Para avaliar o impacto do porte do município sobre a capacidade municipal de gestão de políticas sociais, usamos a associação de duas variáveis - população do município e distância a um centro regional ou à capital do estado (a que fosse menor), tentando dar conta das duas principais dimensões estruturais - tamanho do município e posição na rede urbana.

Entretanto, para descrever o universo da pesquisa, classificamos os municípios em classes (Tabela 1). As duas primeiras classes dizem respeito às capitais de estado e aos municípios que fazem parte das regiões metropolitanas, independentemente do tamanho de suas populações. Consideramos que a localização dessas municipalidades na rede urbana lhes emprega grandes particularidades com relação aos serviços e políticas sociais. Levamos em conta tanto as regiões metropolitanas definidas - Porto Alegre, São Paulo, Fortaleza e Salvador - como a região metropolitana de Goiânia, não definida em lei, mas estruturada na prática como tal. A estas duas classes, acrescentamos outras quatro construídas a partir do porte populacional (cf. Contagem Populacional do IBGE em 1996). Os municípios com população inferior a 10.000 habitantes foram classificados como "vilas" e aqueles com população entre 10.000 e 20.000 foram considerados "muito pequenos". Quando a população em 1996 estava entre 20.000 e 100.000 habitantes, o município foi classificado como "pequeno" e, se a população estava entre 100.000 e 500.000, consideramos o município "médio". Uma sétima e última classe incluiu os municípios que, independentemente de seu porte populacional, apresentavam características de pólos regionais, articulando em torno de si parcelas da rede urbana e do território circundante.

◆ Material fornecido
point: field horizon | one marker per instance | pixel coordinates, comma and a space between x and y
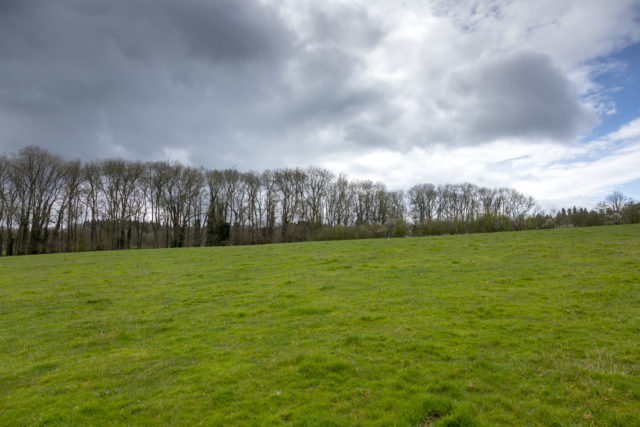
532, 327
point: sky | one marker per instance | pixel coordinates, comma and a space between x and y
542, 96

◆ Tarefas do exercício
[1] Reproduza o trecho da seção do documento que começa em "Para avaliar o" e vai até "na rede urbana.", inclusive.
[2] Segundo a seção do documento, que região metropolitana foi considerada na pesquisa apesar de não ser definida em lei?
[3] Dê continuidade ao texto sobre a classificação dos municípios a partir do ponto em que ele termina.

◆ Respostas às tarefas
[1]
Para avaliar o impacto do porte do município sobre a capacidade municipal de gestão de políticas sociais, usamos a associação de duas variáveis - população do município e distância a um centro regional ou à capital do estado (a que fosse menor), tentando dar conta das duas principais dimensões estruturais - tamanho do município e posição na rede urbana.

[2] A região metropolitana de Goiânia.

[3]
Metodologia e variáveis consideradas

• Variáveis de saúde

Para cada município da amostra, levantamos dados referentes à gestão do sistema de saúde de maneira a analisar duas variáveis distintas: 1) a oferta municipal de serviços de saúde; e 2) a gestão da rede hospitalar instalada no município.

Foram levantados os dados abaixo, referentes a dezembro de 1998, obtidos no Datasus. Para dimensionar a oferta municipal de serviços de saúde, isto é, a participação dos prestadores municipais na produção global de serviços ambulatoriais do município, levantamos para cada município:

a) a proporção dos ambulatórios existentes de propriedade municipal, estadual e privada;

b) o número absoluto de ambulatórios municipais existentes;

c) a proporção dos atendimentos ambulatoriais prestados por unidades municipais, estaduais e privadas;

d) o número absoluto de atendimentos ambulatoriais municipais;

e) o número de atendimentos ambulatoriais municipais per capita (considerando a população municipal na Contagem Populacional de 1996 do IBGE).

Para dimensionar a extensão em que os municípios da amostra assumiram a função de gestores do sistema hospitalar instalado no município, levantamos as seguintes informações para cada município:

a) a proporção dos hospitais que se encontravam sob gestão municipal em relação ao total de hospitais existentes no município (o que só ocorre nos municípios que se encontram habilitados na Gestão Plena do Sistema Municipal, segundo a NOB/96);

b) o número absoluto de hospitais municipais;

c) a proporção de leitos sob gestão municipal em relação ao total de leitos existentes no município (o que só ocorre nos municípios que se encontram habilitados na Gestão Plena do Sistema Municipal, segundo a NOB/96);

d) o número absoluto de leitos sob gestão municipal;

e) o número de leitos sob gestão municipal per capita (considerando a população municipal na Contagem Populacional de 1996 do IBGE).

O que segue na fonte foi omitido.